→ **TEXTE DE LECTURE**
※ ※ ※

Il serait peut-être temps d’en finir avec Miss France, non ?

Le 11 décembre, une nouvelle miss France a été élue. C’est donc le moment de revenir sur une émission de télé toujours aussi populaire, mais loin de faire l’unanimité.

Depuis les débuts des élections de Miss France, on a toujours mis l'accent sur les capacités intellectuelles des jeunes candidates... Foto: Juliaaltagracia / Wikimedia Commons / PD

(Elise Arfeuille) – Valérie Pécresse commence ainsi : « Moi je vais vous dire, si être Français c’est ne plus avoir de sapin de Noël, c’est ne plus manger de foie gras, c’est ne plus avoir la chance d’élire Miss France et de voir des filles belles et intelligentes une fois par an et ne plus avoir le tour de France… », et la phrase reste en suspens. Le nombre de réponses et de critiques adressés à cette esquisse de phrase est assez hilarant à lire sur les réseaux sociaux.

※ ※ ※

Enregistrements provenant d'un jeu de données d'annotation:
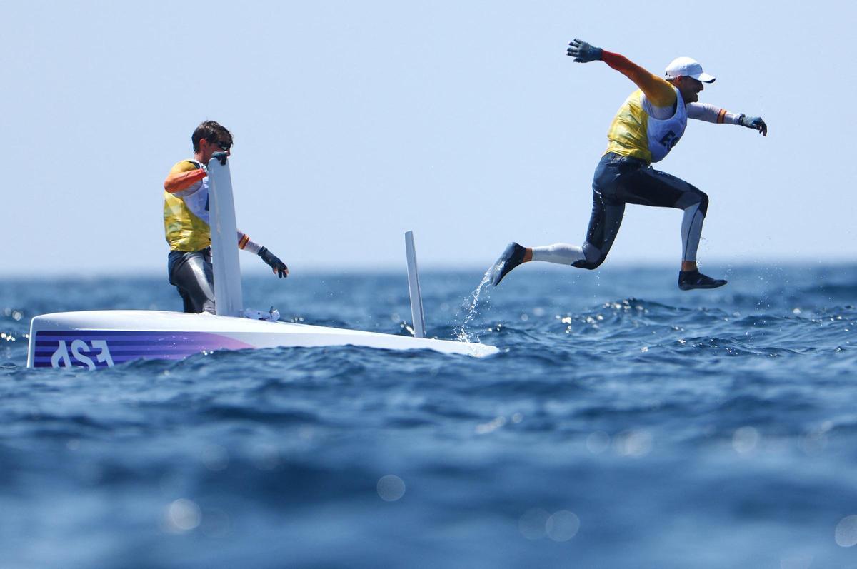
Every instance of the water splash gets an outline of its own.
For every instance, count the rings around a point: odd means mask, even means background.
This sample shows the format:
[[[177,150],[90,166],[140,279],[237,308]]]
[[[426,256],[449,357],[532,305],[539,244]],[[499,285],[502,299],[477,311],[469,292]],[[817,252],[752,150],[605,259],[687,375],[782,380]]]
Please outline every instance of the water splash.
[[[478,311],[476,311],[476,306],[479,304],[479,297],[482,296],[482,289],[491,282],[491,275],[493,274],[494,268],[495,267],[492,266],[488,271],[485,272],[485,274],[482,275],[482,280],[479,281],[479,284],[476,285],[476,288],[469,296],[464,298],[464,302],[461,303],[461,308],[458,313],[456,313],[456,320],[458,320],[459,314],[464,313],[464,320],[462,320],[460,325],[456,325],[455,326],[455,337],[459,342],[479,341],[478,334],[471,335],[471,332],[468,332],[468,327],[473,319],[476,318],[476,315],[479,314]],[[486,291],[485,300],[488,300],[490,290],[491,289],[488,288],[488,291]]]

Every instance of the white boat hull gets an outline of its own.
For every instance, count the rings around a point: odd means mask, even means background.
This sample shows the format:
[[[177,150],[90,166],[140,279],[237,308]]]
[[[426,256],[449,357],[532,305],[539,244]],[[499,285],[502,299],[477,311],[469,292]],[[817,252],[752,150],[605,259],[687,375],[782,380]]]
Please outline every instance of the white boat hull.
[[[476,357],[494,346],[291,322],[155,310],[43,314],[30,325],[29,368],[105,368],[138,359],[178,360],[215,350],[355,345],[434,350]]]

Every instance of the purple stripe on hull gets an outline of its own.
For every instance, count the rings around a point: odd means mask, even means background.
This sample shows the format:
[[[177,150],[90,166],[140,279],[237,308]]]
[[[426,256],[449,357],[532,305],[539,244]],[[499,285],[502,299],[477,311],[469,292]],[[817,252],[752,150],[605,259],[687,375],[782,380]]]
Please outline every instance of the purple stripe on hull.
[[[35,368],[106,368],[137,359],[179,360],[201,351],[252,348],[207,332],[41,330],[36,332]]]

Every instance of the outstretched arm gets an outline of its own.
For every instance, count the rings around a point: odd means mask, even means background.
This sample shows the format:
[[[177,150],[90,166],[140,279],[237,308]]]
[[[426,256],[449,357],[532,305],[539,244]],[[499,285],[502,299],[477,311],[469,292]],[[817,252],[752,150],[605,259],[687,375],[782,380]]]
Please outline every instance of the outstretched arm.
[[[761,117],[747,117],[729,112],[726,109],[707,103],[691,103],[687,105],[687,116],[699,121],[708,123],[725,123],[727,124],[740,124],[748,129],[758,130],[764,136],[768,135],[768,125]]]
[[[625,56],[595,47],[577,38],[570,43],[566,53],[578,63],[600,59],[637,84],[654,106],[675,105],[675,88],[666,80],[646,70]]]

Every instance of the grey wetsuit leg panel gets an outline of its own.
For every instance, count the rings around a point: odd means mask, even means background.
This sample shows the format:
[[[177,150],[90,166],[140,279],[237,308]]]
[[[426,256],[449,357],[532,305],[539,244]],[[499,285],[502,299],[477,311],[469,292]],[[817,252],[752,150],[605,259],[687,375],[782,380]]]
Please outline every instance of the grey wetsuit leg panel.
[[[214,314],[214,273],[211,249],[201,251],[171,251],[170,284],[182,296],[184,311]]]
[[[622,174],[615,183],[615,196],[626,203],[654,207],[687,209],[699,206],[708,212],[708,195],[672,174],[639,167]]]
[[[605,154],[598,162],[592,180],[592,214],[583,245],[586,259],[573,267],[597,268],[610,252],[625,216],[625,202],[617,197],[617,182],[627,169],[617,154]]]

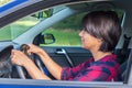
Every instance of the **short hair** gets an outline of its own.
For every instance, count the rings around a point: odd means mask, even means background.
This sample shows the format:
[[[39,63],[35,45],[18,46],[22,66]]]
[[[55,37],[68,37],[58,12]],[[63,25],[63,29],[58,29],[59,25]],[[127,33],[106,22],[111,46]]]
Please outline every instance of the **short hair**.
[[[82,28],[90,35],[102,40],[99,51],[112,52],[120,35],[121,24],[113,11],[95,11],[82,18]]]

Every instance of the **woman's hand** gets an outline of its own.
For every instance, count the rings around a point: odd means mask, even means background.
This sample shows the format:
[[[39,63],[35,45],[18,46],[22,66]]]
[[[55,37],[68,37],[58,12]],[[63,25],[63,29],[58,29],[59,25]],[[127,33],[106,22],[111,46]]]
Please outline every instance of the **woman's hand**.
[[[11,62],[12,64],[24,66],[30,62],[30,58],[21,51],[12,50]]]
[[[28,44],[28,45],[30,46],[30,48],[28,50],[29,54],[35,53],[35,54],[40,55],[41,53],[44,53],[44,51],[38,46],[35,46],[33,44]]]

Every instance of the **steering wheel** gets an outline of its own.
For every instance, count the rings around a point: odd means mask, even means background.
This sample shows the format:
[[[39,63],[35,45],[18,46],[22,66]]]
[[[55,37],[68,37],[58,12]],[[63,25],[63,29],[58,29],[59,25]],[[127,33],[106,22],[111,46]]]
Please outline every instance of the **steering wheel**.
[[[9,78],[12,72],[11,64],[11,51],[13,50],[12,45],[7,46],[0,52],[0,77]]]
[[[37,58],[36,54],[32,53],[31,55],[29,55],[28,54],[28,50],[30,50],[30,46],[26,45],[26,44],[23,44],[23,45],[20,46],[20,51],[23,52],[29,58],[31,58],[34,62],[34,64],[41,69],[41,72],[44,73],[43,68],[42,68],[41,59]],[[28,74],[28,72],[23,67],[21,67],[21,66],[16,66],[16,69],[19,72],[20,77],[22,79],[25,79],[26,78],[25,74]]]

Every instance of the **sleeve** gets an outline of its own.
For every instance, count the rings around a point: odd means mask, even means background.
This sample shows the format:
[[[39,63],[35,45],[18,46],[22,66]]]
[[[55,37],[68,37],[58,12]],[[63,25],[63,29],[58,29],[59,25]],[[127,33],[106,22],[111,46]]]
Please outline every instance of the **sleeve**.
[[[61,79],[62,80],[73,80],[78,75],[78,73],[84,69],[84,67],[86,65],[89,65],[90,62],[91,62],[91,59],[88,59],[85,63],[82,63],[74,68],[64,67],[62,70]]]

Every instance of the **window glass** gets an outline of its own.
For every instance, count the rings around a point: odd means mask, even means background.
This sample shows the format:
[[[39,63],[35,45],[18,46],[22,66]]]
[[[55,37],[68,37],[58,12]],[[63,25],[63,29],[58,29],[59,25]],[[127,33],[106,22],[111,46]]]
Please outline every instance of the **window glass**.
[[[13,40],[38,22],[40,22],[38,19],[30,16],[30,15],[25,16],[21,20],[18,20],[18,21],[0,29],[0,41]]]
[[[67,18],[44,31],[44,33],[52,33],[56,38],[56,42],[50,46],[80,46],[81,41],[78,34],[81,30],[81,18],[85,14]]]

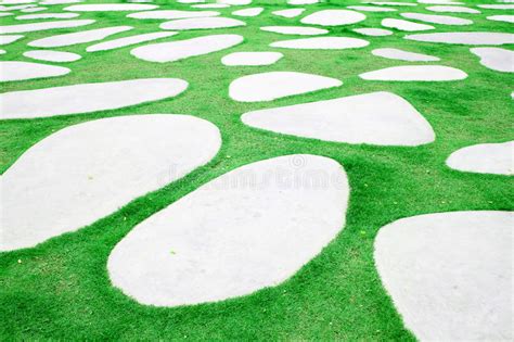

※ ※ ※

→ **LES CONSIGNES**
1. D'après le texte sur Miss France, à quelle date une nouvelle miss France a-t-elle été élue ?
2. Extrayez du texte sur Miss France le passage qui commence par « Le 11 décembre, une » et se poursuit jusqu'à « les réseaux sociaux. ».
Ce matériau provient d'une source autre que le texte.

→ **RÉPONSES PAR CONSIGNE**
1. Le 11 décembre.

2.
Le 11 décembre, une nouvelle miss France a été élue. C’est donc le moment de revenir sur une émission de télé toujours aussi populaire, mais loin de faire l’unanimité.

Depuis les débuts des élections de Miss France, on a toujours mis l'accent sur les capacités intellectuelles des jeunes candidates... Foto: Juliaaltagracia / Wikimedia Commons / PD

(Elise Arfeuille) – Valérie Pécresse commence ainsi : « Moi je vais vous dire, si être Français c’est ne plus avoir de sapin de Noël, c’est ne plus manger de foie gras, c’est ne plus avoir la chance d’élire Miss France et de voir des filles belles et intelligentes une fois par an et ne plus avoir le tour de France… », et la phrase reste en suspens. Le nombre de réponses et de critiques adressés à cette esquisse de phrase est assez hilarant à lire sur les réseaux sociaux.